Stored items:
────────────────────
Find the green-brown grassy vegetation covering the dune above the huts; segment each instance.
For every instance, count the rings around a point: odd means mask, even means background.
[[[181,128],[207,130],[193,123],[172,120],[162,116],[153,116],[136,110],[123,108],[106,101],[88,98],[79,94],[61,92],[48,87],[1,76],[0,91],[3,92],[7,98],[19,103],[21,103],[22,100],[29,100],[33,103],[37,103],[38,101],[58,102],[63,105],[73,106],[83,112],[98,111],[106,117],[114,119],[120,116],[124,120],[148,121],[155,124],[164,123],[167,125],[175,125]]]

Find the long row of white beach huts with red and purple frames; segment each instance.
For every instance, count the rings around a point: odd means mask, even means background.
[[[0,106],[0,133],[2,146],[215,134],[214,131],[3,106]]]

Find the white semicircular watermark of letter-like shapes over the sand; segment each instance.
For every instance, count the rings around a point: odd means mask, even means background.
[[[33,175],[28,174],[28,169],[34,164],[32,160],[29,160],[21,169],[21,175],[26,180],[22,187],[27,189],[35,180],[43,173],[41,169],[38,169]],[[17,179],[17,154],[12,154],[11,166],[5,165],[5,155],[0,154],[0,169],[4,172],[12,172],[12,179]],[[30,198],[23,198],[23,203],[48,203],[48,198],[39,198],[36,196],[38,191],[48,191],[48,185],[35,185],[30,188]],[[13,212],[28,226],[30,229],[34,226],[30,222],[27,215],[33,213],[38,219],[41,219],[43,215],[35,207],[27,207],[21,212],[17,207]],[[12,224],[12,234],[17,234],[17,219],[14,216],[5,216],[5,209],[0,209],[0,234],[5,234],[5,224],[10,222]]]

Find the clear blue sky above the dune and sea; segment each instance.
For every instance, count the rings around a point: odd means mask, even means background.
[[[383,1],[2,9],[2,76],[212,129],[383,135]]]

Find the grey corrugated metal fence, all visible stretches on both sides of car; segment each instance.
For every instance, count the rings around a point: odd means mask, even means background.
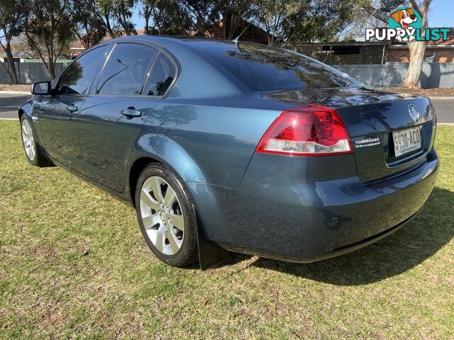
────────────────────
*TASK REQUIREMENTS:* From the first line to the last, write out the data above exactly. Omit the pictures.

*TASK SOLUTION:*
Find the green-brown grassy vegetation covering the dune above the huts; segment each instance.
For every instance, count the rings around a point: odd means mask, even means background.
[[[181,128],[207,130],[193,123],[172,120],[162,116],[153,116],[136,110],[123,108],[106,101],[88,98],[79,94],[61,92],[48,87],[1,76],[0,91],[3,92],[7,98],[19,103],[21,103],[22,100],[29,100],[33,103],[37,103],[38,101],[58,102],[63,105],[73,106],[83,112],[98,111],[106,117],[114,119],[120,116],[124,120],[148,121],[155,124],[164,123],[167,125],[175,125]]]

Find the long row of white beach huts with red and purple frames; segment each instance.
For every instance, count the rings around a point: odd means mask, even means background.
[[[0,106],[0,133],[2,146],[215,134],[214,131],[3,106]]]

Find the white semicircular watermark of letter-like shapes over the sand; segment each instance.
For every instance, count the rings around a point: odd means mask, even means background.
[[[33,175],[28,174],[28,169],[34,164],[32,160],[29,160],[21,169],[21,175],[26,180],[22,187],[27,189],[35,180],[43,173],[41,169],[38,169]],[[17,179],[17,154],[12,154],[11,166],[5,165],[5,155],[0,154],[0,169],[4,172],[12,172],[12,179]],[[30,198],[23,198],[23,203],[48,203],[48,198],[39,198],[36,196],[38,191],[48,191],[48,185],[35,185],[30,188]],[[13,212],[28,226],[30,229],[34,226],[30,222],[27,215],[33,213],[38,219],[41,219],[43,215],[35,207],[27,207],[21,212],[17,207]],[[12,224],[12,234],[17,234],[17,219],[14,216],[5,216],[5,209],[0,209],[0,234],[5,234],[5,224],[10,222]]]

Find the clear blue sky above the dune and sea; segment each instance.
For every instance, count the rings around a point: odd means mask, even means background.
[[[383,1],[2,9],[2,76],[212,129],[383,135]]]

Find the grey corrugated metal fence, all visible stretches on both sides of car; segment each instance.
For every instance, count the rings around a point: odd means mask, even means background.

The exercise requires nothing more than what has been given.